STATED EXERCISE: Pick out and copy every line in the records below that contains the string "cutting". Case counts.

-=-=-=-=-

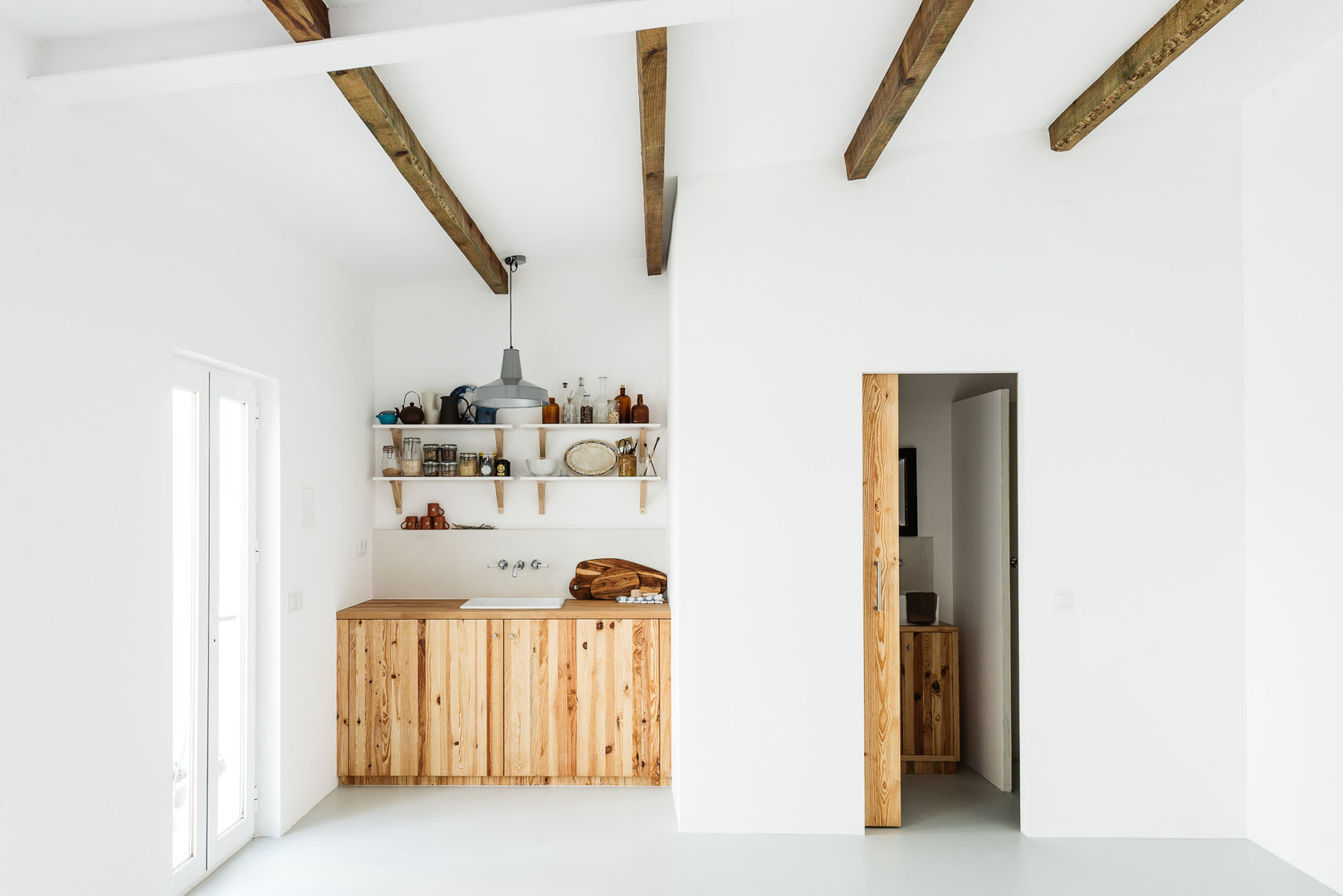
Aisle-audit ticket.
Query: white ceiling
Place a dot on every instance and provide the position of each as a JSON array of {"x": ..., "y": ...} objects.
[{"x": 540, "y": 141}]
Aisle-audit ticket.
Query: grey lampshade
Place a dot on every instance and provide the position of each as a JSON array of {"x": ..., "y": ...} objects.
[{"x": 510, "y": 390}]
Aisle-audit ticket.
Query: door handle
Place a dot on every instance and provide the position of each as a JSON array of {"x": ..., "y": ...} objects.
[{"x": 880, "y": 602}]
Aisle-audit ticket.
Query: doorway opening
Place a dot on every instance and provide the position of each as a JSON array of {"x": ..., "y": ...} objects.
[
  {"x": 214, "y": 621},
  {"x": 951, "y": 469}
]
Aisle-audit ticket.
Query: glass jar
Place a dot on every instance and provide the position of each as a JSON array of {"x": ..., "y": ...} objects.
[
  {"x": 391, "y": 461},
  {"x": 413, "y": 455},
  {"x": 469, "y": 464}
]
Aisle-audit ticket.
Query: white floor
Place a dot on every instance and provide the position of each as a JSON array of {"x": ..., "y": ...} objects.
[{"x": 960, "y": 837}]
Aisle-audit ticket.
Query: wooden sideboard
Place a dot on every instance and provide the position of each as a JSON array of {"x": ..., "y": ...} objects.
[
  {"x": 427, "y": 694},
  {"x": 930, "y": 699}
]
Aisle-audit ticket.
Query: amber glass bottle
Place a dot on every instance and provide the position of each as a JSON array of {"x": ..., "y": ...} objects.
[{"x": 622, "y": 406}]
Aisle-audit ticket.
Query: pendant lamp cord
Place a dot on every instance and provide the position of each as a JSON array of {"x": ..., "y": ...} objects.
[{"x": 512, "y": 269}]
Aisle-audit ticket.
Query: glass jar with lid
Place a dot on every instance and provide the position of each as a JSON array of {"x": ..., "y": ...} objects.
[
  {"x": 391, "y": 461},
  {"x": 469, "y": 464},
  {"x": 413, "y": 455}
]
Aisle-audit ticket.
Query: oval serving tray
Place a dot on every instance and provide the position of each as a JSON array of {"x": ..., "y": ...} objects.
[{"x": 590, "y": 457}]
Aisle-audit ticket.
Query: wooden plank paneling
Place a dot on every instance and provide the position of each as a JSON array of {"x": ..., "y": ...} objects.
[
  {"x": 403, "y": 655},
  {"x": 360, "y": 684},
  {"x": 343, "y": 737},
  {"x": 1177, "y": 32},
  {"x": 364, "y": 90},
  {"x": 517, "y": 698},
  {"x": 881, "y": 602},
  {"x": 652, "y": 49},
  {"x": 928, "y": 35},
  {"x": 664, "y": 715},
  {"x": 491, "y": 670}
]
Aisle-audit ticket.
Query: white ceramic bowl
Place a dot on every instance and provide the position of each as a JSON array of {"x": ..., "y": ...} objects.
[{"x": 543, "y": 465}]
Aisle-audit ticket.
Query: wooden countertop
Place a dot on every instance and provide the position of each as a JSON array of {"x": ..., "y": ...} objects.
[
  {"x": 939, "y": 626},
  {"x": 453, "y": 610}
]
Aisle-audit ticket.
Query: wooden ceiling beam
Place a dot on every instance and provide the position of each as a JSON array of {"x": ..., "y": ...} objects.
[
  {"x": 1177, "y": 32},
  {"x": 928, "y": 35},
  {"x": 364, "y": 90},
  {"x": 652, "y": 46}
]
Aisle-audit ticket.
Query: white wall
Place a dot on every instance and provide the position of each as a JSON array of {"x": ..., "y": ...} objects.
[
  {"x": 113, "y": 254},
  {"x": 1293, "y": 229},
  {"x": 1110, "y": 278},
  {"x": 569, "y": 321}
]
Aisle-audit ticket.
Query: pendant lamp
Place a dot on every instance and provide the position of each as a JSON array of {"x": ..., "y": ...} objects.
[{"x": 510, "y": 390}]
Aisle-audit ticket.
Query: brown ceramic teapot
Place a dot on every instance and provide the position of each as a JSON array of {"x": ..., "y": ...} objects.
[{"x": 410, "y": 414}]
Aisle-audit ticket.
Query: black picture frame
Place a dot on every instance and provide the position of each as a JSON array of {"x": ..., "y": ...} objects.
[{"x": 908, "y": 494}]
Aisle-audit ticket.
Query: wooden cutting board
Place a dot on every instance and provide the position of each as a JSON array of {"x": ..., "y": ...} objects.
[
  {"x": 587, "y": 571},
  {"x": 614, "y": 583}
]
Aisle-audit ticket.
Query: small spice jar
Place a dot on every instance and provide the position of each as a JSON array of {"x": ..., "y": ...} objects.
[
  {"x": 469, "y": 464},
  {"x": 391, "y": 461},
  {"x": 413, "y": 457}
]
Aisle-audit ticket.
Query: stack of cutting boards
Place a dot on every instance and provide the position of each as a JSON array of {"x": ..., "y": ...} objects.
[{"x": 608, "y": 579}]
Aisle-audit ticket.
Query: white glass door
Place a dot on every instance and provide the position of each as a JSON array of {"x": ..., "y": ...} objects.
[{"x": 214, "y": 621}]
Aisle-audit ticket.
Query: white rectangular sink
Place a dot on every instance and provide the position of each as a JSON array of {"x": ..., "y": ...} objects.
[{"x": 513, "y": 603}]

-=-=-=-=-

EXERCISE RESULT:
Query: wooden cutting board
Query: stack of cutting boards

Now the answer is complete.